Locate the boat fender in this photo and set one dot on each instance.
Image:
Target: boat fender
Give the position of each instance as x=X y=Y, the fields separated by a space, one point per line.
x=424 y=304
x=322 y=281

::::::

> **The task**: Could you output all of the data above verbatim, with every line and character unchanged?

> **Complete output**:
Locate the boat fender in this photo and set one dot on each instance.
Image:
Target: boat fender
Give the position of each instance as x=X y=Y, the fields separated by a space, one point per line.
x=424 y=304
x=322 y=281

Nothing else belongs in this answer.